Dans la vie, il y a des moments de pause.
Du coup, on se relie au meilleur. On se replie donc sur ce qui nous a plu jadis...
Eu l'on relit d'anciennes pages, des récits qui valent, que l'on eut pu oublier.
En 2001, voici donc 12 années, voilà que mon libraire m'invite, non sans une insistance quasi déplacée, à lui acheter un livre. C'était un tout petit livre pas cher du tout, et à "l'air de rien", qui l'avait ébloui... Merci à lui, encore aujourd'hui, d'avoir risqué de partager ses foudres...
C'était dans la collection Rivage poche. Un petit livre pas cher (moins de 10 euros et moins de cent pages ! dis-je) Mais si cher depuis lors, au fond !
"Maison des autres"/ Casa d'altri : quel drôle de titre - qui dit si peu tout en disant tant ! Bref, Maison des autres de Silvio d'Arzo, un "obscur" italien néanmoins éblouissant, disparu si jeune (trente ans et des poussières), dans les années 50, peu après ce livre et avant d'avoir pu produire une "œuvre", est bien l'auteur d'un chef d'œuvre, mais d'un chef d'œuvre minuscule, discret. Minuscule mais aussi dense que parfait.
Maison des autres est : ébouriffant, surprenant, consternant... RENVERSANT comme seuls quelques rares livres le sont.
Soit une très vieille femme. Soit, par ailleurs un pauvre prêtre, le narrateur de ce récit. Soit, en plus, des paysages de monts et de hameaux italiens du début du XXe, âpres, glaciaux et désolés jusqu'à la peur. Soit quelques gens peu amènes. Mais tout de même amènes puisque...
C'est, finalement, une sorte de "thriller" à l'envers, pour autant que j'ose ainsi le cataloguer. Un thriller éblouissant, d'une centaine de pages à peine et lisable en une heure. Un "thriller" ? Mais pas du tout comme on s'y attend, mais alors pas du tout ! Le suspense n'est pas dans l'action mais dans la tension, pas dans la peur mais dans la frayeur étalée : dans le secret d'une confession rare.
Chut !

> **DONNÉES FOURNIES**
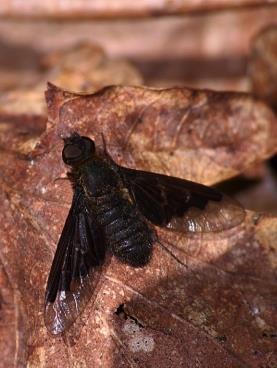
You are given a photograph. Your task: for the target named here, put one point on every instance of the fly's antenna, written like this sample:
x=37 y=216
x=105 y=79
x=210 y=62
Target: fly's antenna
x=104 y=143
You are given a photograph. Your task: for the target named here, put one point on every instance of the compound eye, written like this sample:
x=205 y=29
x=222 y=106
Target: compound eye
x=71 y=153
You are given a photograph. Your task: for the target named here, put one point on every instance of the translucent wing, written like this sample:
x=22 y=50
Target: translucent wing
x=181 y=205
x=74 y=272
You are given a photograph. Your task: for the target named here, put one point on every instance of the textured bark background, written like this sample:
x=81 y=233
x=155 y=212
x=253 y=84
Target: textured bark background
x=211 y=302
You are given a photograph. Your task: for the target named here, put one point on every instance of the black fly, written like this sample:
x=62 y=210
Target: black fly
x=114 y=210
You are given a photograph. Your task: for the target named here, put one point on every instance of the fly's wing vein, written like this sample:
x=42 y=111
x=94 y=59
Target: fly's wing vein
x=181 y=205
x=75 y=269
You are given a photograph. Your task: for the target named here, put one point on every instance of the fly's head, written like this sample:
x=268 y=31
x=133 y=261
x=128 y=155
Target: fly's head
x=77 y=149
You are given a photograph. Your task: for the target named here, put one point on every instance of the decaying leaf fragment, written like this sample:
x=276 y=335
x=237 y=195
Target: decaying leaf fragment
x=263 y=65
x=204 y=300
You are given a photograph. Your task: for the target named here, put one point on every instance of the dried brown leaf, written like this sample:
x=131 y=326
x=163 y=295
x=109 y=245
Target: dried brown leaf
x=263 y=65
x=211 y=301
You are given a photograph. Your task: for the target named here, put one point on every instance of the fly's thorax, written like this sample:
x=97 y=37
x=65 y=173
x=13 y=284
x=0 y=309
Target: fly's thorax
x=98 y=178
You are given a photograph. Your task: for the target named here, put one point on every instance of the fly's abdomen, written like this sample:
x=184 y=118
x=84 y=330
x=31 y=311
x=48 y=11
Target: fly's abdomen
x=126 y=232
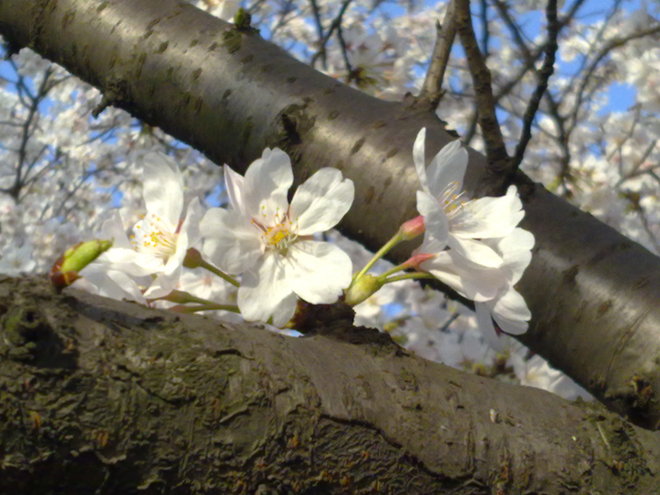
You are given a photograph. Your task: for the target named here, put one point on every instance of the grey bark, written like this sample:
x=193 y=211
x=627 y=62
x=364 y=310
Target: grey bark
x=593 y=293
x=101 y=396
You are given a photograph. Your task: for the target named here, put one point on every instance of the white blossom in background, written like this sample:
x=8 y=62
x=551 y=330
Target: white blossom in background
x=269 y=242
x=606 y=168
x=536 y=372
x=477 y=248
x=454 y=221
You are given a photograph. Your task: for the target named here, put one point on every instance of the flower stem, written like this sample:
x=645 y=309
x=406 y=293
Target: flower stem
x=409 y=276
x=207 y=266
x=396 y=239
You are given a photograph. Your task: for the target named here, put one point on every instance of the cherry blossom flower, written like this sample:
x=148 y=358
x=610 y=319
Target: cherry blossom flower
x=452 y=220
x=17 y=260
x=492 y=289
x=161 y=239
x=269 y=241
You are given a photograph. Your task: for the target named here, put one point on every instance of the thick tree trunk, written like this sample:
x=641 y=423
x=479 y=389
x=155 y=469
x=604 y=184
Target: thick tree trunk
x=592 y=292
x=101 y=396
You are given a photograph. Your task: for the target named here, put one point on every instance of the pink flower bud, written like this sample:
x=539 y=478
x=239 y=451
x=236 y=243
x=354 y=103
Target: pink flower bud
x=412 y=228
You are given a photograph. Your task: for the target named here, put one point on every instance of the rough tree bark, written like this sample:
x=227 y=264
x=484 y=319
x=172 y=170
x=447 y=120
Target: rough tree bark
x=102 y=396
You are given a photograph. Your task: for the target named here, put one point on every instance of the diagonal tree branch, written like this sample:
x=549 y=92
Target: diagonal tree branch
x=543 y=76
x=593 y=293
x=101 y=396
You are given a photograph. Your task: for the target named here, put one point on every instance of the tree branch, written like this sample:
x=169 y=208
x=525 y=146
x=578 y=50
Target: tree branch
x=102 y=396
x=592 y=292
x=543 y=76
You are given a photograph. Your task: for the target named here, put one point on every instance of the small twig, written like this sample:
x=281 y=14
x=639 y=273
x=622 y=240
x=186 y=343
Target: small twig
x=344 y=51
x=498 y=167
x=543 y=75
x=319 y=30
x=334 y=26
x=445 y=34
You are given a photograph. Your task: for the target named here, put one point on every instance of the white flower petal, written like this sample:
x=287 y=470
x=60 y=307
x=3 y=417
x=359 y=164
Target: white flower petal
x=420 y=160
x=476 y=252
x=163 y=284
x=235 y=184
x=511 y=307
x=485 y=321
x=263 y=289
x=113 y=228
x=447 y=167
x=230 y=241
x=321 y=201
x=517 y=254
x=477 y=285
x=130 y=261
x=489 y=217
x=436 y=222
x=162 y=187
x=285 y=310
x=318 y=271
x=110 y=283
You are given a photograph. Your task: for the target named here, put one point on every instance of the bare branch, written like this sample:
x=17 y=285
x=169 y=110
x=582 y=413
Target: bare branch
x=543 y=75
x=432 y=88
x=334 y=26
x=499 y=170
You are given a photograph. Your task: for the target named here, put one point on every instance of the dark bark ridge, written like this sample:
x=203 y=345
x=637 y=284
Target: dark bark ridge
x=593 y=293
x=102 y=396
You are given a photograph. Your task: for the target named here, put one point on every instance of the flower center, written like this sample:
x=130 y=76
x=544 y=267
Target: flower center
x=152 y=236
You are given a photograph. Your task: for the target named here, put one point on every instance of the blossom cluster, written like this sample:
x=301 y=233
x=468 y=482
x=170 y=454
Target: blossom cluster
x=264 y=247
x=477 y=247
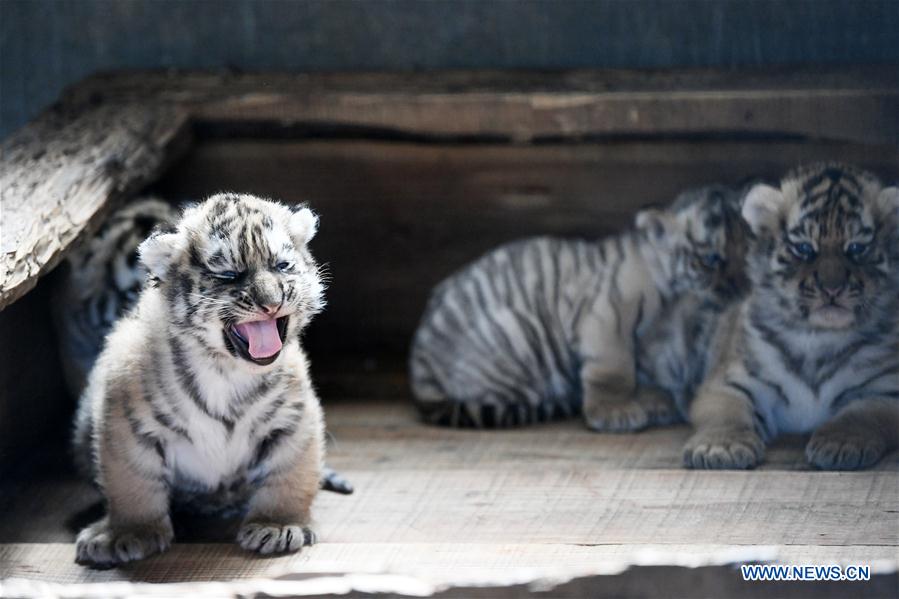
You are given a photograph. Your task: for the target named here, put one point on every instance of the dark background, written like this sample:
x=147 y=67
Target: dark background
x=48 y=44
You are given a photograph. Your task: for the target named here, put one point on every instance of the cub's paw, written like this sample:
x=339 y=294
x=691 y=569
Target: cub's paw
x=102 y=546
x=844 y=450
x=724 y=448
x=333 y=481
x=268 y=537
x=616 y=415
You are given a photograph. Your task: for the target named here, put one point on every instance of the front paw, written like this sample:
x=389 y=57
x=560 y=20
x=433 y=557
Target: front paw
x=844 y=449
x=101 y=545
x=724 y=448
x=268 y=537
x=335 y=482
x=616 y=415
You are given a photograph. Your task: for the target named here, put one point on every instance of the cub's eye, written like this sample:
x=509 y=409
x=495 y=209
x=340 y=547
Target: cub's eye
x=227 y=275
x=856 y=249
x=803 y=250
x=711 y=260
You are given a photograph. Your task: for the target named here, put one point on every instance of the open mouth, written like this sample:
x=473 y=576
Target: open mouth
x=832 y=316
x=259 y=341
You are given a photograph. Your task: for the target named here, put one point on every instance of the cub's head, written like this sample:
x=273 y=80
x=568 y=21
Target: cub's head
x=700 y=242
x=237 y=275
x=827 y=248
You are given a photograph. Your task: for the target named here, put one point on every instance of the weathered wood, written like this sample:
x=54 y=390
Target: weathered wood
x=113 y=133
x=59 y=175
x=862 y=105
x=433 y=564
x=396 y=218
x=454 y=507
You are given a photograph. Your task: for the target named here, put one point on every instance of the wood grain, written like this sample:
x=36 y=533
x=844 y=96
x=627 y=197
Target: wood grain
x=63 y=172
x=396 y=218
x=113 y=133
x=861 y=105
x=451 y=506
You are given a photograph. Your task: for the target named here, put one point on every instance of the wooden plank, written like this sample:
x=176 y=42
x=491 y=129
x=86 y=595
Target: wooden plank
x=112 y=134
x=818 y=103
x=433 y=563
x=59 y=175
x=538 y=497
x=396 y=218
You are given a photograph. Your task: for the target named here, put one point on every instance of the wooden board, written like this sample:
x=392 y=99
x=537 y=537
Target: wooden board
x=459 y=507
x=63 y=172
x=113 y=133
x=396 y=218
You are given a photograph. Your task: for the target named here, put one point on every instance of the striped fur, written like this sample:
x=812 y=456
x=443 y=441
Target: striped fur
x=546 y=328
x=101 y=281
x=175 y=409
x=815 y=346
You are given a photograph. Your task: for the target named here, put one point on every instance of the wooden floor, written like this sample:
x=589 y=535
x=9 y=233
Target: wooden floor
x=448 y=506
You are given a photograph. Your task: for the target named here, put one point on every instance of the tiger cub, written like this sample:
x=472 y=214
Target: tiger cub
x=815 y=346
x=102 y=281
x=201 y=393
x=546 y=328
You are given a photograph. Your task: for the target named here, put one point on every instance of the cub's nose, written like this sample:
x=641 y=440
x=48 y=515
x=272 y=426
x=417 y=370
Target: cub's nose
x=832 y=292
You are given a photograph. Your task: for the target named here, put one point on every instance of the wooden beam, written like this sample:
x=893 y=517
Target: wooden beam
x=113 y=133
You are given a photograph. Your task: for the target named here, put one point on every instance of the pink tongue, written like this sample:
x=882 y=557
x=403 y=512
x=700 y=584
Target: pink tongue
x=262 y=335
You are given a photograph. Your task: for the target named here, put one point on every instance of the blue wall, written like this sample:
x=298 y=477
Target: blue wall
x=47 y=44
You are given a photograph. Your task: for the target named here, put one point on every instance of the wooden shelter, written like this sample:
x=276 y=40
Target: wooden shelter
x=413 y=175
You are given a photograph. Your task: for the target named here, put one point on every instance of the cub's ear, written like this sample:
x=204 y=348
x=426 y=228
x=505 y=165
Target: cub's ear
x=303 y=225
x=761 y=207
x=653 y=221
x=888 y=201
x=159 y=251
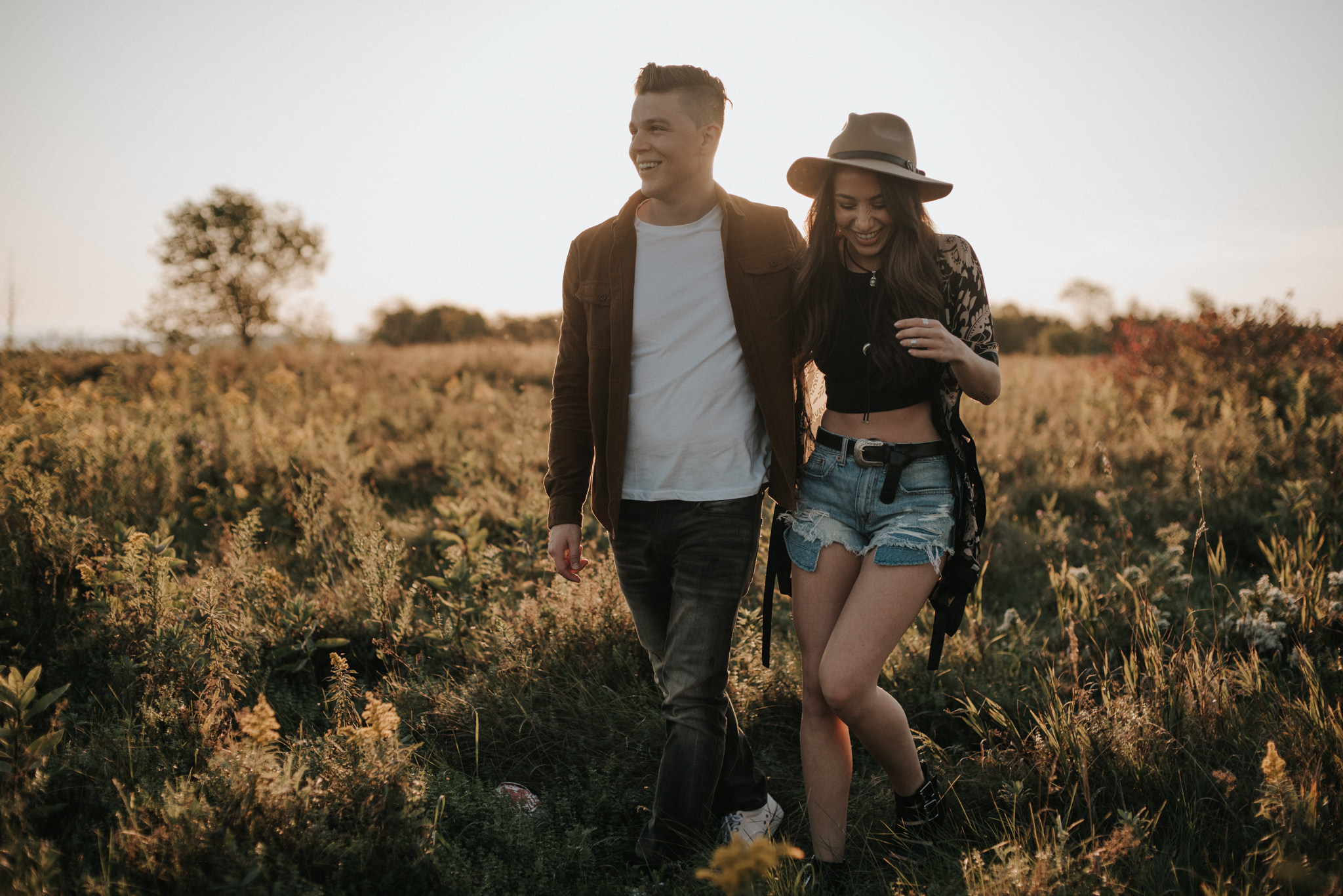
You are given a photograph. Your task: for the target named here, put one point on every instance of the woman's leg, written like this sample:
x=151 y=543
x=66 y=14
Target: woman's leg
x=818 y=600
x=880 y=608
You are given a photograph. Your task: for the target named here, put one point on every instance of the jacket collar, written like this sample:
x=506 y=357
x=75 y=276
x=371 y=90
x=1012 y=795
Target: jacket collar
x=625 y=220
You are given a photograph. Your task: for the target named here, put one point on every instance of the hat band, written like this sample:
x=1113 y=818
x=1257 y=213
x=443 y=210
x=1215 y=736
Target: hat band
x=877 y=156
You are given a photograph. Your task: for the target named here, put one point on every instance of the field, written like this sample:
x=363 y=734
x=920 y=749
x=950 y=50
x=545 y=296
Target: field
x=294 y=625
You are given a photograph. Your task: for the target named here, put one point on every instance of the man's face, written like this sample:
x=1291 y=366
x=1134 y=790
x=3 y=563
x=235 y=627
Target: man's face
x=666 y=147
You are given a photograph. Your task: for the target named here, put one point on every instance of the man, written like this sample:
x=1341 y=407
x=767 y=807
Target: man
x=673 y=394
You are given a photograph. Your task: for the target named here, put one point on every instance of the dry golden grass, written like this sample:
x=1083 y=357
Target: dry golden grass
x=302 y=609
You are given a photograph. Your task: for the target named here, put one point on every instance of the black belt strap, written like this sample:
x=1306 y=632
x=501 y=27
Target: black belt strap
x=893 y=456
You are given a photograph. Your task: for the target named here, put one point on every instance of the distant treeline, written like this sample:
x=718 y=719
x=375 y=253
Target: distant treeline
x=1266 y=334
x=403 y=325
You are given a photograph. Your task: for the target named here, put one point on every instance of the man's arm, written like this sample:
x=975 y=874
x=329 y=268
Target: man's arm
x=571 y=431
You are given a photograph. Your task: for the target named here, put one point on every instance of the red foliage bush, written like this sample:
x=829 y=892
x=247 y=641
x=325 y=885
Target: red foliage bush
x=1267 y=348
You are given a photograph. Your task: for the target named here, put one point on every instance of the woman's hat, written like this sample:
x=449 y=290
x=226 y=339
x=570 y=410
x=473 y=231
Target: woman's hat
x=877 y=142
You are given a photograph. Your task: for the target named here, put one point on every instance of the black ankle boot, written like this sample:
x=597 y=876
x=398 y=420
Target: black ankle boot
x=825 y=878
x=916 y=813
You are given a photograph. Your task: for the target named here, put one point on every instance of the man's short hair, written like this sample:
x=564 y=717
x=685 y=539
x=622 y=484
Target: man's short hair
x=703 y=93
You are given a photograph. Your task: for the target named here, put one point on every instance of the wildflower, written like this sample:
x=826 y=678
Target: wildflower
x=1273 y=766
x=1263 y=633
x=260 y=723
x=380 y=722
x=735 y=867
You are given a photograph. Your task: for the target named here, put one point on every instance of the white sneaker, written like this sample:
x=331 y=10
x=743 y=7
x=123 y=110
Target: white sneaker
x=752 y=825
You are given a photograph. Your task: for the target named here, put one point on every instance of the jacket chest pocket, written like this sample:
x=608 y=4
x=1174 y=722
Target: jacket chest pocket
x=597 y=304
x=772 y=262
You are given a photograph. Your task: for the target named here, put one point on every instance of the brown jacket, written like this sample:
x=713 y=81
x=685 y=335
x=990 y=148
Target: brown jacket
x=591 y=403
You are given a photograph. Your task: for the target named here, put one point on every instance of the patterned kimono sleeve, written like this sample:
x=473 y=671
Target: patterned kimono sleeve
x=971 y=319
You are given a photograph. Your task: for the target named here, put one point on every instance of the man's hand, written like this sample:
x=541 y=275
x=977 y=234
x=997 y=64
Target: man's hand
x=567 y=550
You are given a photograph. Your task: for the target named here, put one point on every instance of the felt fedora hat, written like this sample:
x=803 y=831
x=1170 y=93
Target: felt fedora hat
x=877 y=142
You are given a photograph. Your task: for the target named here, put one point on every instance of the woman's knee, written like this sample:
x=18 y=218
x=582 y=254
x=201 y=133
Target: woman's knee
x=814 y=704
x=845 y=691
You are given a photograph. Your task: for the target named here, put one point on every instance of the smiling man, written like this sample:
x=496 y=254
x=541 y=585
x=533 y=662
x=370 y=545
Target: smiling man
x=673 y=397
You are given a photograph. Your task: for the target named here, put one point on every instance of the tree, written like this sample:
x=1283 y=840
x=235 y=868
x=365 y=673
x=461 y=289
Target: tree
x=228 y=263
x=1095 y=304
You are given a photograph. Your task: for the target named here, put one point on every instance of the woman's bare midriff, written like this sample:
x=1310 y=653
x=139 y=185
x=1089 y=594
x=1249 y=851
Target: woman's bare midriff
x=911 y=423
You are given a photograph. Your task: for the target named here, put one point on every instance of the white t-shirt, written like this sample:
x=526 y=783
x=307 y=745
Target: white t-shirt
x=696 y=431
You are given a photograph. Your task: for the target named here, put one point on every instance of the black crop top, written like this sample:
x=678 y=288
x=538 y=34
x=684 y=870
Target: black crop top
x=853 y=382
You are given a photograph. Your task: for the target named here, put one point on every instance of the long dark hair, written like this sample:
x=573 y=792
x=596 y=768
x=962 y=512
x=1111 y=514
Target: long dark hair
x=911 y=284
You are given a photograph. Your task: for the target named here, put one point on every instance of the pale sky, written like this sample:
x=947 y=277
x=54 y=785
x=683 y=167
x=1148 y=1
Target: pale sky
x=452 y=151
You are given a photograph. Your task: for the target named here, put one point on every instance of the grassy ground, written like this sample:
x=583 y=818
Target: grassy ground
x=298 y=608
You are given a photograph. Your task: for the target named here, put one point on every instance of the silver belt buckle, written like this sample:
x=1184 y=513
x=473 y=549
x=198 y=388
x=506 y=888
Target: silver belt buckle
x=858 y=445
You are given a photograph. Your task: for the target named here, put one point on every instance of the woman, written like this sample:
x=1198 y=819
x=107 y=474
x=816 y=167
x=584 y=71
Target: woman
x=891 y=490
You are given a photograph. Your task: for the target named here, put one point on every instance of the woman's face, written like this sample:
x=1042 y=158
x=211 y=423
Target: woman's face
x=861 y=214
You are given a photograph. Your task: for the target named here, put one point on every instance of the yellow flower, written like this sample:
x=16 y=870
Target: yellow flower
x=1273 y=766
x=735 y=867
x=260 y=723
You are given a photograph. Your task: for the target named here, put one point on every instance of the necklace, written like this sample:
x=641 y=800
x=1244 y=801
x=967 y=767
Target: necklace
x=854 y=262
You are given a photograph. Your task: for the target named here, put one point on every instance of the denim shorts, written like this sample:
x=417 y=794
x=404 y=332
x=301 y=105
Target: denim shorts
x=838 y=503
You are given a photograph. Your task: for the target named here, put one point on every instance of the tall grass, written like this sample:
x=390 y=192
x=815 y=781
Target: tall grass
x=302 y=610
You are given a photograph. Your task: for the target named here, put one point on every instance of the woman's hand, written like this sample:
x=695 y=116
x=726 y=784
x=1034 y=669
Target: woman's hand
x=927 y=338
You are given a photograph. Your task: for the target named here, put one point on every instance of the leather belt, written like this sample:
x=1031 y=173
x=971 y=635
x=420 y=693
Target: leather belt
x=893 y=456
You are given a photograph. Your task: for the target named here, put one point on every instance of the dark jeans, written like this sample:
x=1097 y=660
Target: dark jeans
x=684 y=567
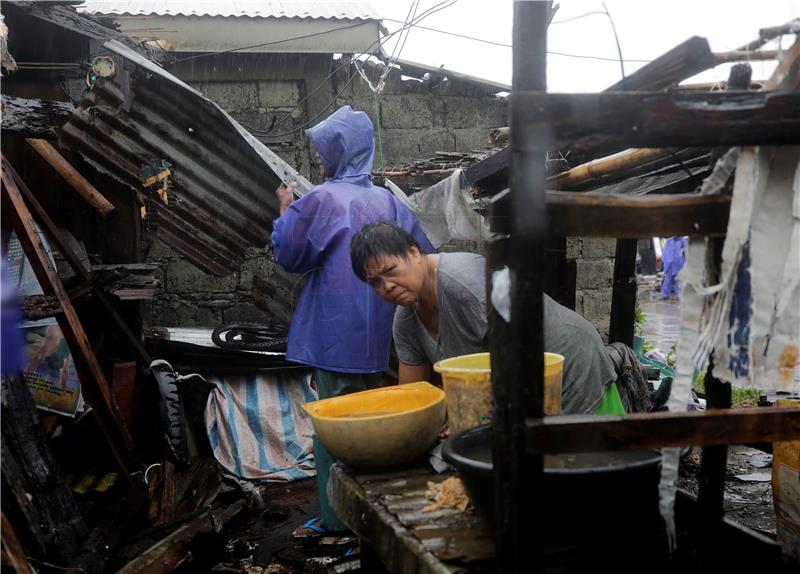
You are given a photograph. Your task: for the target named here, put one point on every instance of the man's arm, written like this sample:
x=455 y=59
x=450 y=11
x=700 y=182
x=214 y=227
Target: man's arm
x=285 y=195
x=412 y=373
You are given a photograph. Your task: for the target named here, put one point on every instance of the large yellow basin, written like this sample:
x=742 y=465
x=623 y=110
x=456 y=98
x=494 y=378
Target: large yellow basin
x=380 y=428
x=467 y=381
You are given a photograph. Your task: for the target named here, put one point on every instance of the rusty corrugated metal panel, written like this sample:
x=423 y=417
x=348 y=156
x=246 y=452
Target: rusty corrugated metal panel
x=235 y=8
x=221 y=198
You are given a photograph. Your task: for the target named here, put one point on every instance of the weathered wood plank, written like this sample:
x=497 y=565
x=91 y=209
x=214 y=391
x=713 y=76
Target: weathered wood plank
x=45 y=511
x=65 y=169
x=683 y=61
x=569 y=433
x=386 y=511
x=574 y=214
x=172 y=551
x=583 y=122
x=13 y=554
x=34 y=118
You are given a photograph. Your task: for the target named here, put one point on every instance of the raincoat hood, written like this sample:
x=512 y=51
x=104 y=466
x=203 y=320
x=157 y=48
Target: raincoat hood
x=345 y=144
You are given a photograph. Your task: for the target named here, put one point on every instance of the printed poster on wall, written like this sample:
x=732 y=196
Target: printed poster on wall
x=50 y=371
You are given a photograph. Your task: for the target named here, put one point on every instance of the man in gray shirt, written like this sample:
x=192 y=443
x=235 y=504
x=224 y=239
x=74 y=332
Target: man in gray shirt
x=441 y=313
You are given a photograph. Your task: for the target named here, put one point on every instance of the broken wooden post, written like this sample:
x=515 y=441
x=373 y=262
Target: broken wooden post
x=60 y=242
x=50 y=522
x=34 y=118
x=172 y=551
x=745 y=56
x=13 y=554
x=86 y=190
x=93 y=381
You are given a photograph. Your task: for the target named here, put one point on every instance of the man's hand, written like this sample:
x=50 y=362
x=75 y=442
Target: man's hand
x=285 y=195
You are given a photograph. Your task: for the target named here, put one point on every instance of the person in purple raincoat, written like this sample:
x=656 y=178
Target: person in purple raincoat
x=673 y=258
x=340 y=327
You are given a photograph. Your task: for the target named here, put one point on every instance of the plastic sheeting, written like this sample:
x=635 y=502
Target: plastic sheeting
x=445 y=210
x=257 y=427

> **SÉRIE D'EXERCICES**
• 1. Indiquez si chacune des affirmations suivantes s'accorde avec le texte sur Maison des autres : (a) le livre a été acheté en 2001 sur l'insistance du libraire ; (b) le narrateur du récit est une très vieille femme ; (c) le livre compte plus de cent pages. Répondez par oui ou non en citant textuellement les mots décisifs.
• 2. Extrayez du texte sur Maison des autres le passage qui va de "Soit une très" à "même amènes puisque...".
• 3. Prolongez le texte sur Maison des autres à partir de sa dernière phrase.

> **RÉPONSES ATTENDUES**
• 1.
(a) Oui : « En 2001, voici donc 12 années, voilà que mon libraire m'invite, non sans une insistance quasi déplacée, à lui acheter un livre. »
(b) Non : « Soit, par ailleurs un pauvre prêtre, le narrateur de ce récit. »
(c) Non : « moins de cent pages »

• 2.
Soit une très vieille femme. Soit, par ailleurs un pauvre prêtre, le narrateur de ce récit. Soit, en plus, des paysages de monts et de hameaux italiens du début du XXe, âpres, glaciaux et désolés jusqu'à la peur. Soit quelques gens peu amènes. Mais tout de même amènes puisque...

• 3.
Le droit de mourir comme on l'entend est à ce prix dans ce monde-là, et, à cette époque-là, dans cet univers-là, cela se passe ainsi. Ce "droit" entre guillemets que demande à ce prêtre cette si vieille dame, aussi pauvre et obstinément seule et tourmentée que culottée, bouleversera l'humain de ce prêtre. Bref, une affaire qui met le bordel dans des interstices aussi insoupçonnés qu'insouçonnables. Et, suivra, après le dilemme et l'aveu si pénible et scandaleux, la beauté du geste, insaisissable bien sûr, comme tous les gestes qui importent...
N'en disons pas davantage mais sachons que ce qui compte le plus ici, comme toujours, c'est l'écriture ! Et, au-delà, cet objet rare qu'est ce texte : un véritable cadeau, une grâce ! Le ton et l'écriture de cet auteur, bien trop tôt disparu, en sont la précieuse et décisive escorte. Disons l'essence. Ou l'essentiel.
Allez ! Foncez !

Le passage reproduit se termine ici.